> _Aim_
Copy the records from the line with "# point at: the sky" to the line with "# point at: the window (one", swapping "white wall" for "painted wall" and changing nothing else.

> _Material provided_
%%
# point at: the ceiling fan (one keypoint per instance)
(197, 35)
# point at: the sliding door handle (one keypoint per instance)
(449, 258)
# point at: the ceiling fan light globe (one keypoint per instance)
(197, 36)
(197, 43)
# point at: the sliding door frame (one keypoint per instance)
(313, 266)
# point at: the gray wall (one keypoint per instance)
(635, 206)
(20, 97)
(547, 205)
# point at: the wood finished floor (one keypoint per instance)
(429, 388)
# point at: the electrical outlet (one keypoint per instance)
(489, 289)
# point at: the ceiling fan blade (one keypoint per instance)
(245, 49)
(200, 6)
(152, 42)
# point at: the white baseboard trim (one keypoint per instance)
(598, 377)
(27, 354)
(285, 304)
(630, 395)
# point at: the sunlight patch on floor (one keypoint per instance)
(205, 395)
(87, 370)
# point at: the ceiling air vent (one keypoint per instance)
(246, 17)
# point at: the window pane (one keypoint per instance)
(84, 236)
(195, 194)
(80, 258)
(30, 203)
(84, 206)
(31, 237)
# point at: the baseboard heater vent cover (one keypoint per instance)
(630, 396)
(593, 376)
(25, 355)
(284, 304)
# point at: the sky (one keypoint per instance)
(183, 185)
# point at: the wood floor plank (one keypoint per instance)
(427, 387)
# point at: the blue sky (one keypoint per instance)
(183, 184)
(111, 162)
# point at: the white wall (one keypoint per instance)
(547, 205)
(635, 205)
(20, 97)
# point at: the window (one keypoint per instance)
%%
%%
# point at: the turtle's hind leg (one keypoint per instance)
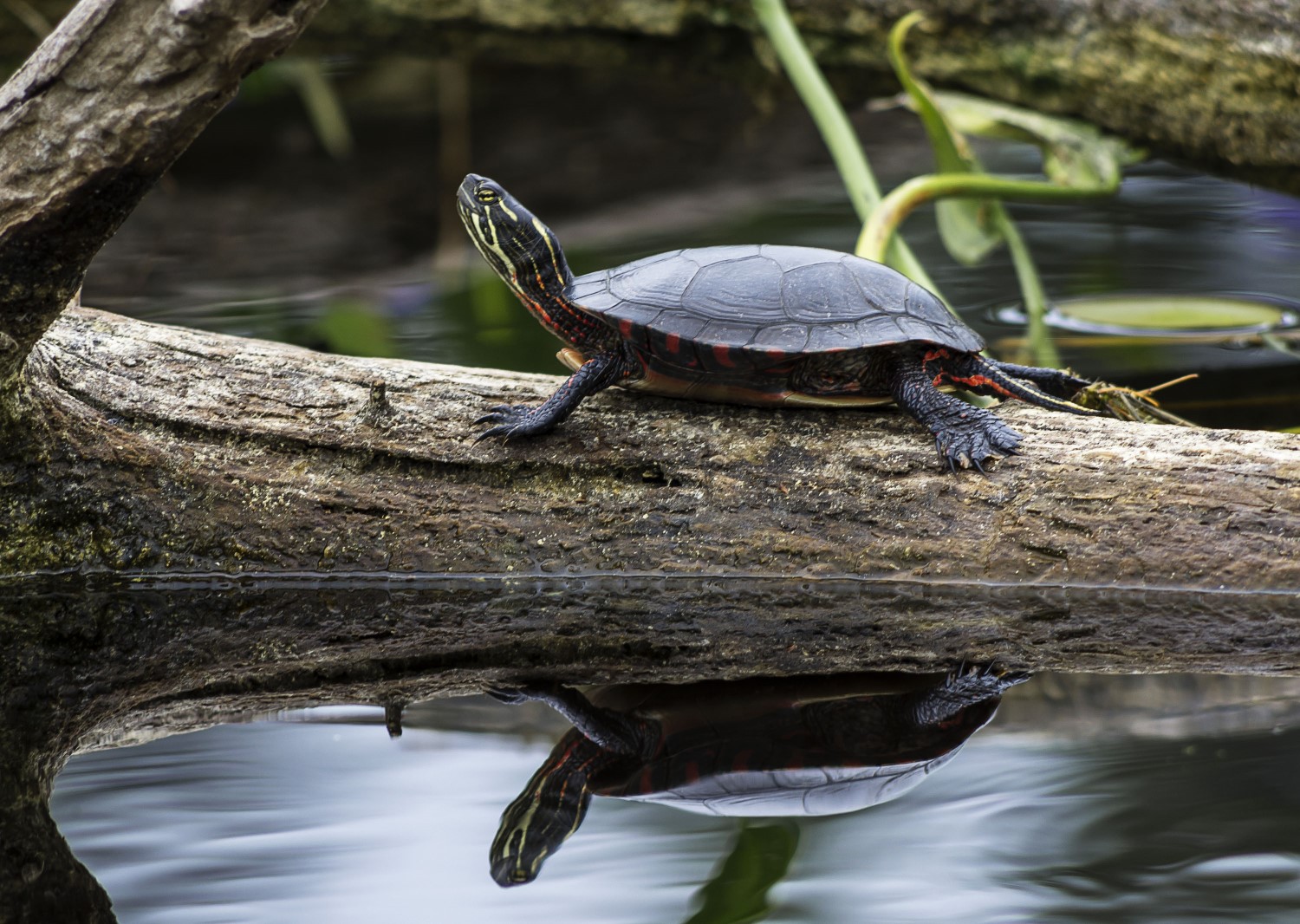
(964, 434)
%%
> _Solution below_
# point at: the sky (one keypoint per instance)
(183, 185)
# point at: the wood floor plank (one keypoint per instance)
(427, 387)
# point at: the blue sky (one keypoint per instance)
(183, 184)
(111, 162)
# point at: the painted wall (one keypoint per instance)
(547, 205)
(635, 205)
(20, 97)
# point at: the window (one keypoint per instance)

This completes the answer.